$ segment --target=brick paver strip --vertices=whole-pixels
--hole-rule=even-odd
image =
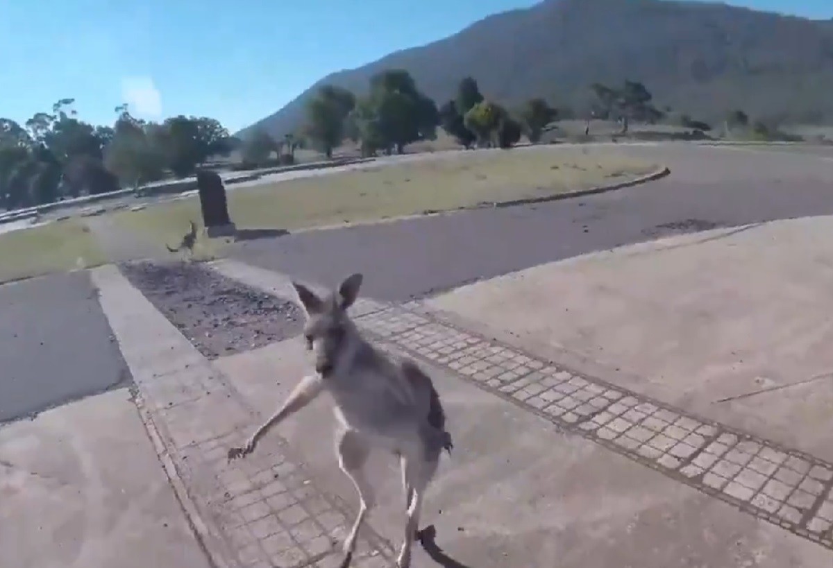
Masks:
[[[92,272],[99,298],[131,367],[152,437],[172,464],[192,523],[218,566],[337,566],[352,507],[319,491],[286,441],[270,434],[258,451],[229,464],[262,418],[226,377],[112,266]],[[123,309],[123,306],[129,306]],[[151,336],[148,336],[148,332]],[[157,435],[157,436],[156,436]],[[390,543],[370,527],[353,565],[392,565]]]
[[[369,336],[681,483],[833,549],[833,464],[457,328],[425,310],[359,316]]]
[[[273,271],[231,260],[212,267],[270,293],[292,293],[288,278]],[[833,549],[833,464],[462,329],[419,301],[357,304],[357,324],[386,350],[444,368],[566,431]]]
──────────
Rewrite all of the lines above as a numbered list, skipping any blank lines and leaving the picture out.

1. $ segment --target=brick paver strip --vertices=whole-pixels
2. --hole-rule=even-odd
3. image =
4. Masks:
5. [[[92,272],[99,298],[131,367],[152,437],[172,464],[192,523],[218,566],[337,566],[352,507],[319,491],[286,441],[270,434],[258,451],[229,464],[262,418],[226,377],[112,266]],[[123,309],[123,306],[129,306]],[[151,336],[148,336],[148,332]],[[157,435],[157,436],[156,436]],[[390,543],[370,527],[353,565],[392,565]]]
6. [[[369,336],[681,483],[833,549],[833,464],[457,328],[425,310],[359,316]]]
7. [[[273,271],[231,260],[212,267],[270,293],[292,293],[288,278]],[[833,549],[833,464],[462,329],[419,301],[357,304],[357,324],[386,350],[444,368],[566,431]]]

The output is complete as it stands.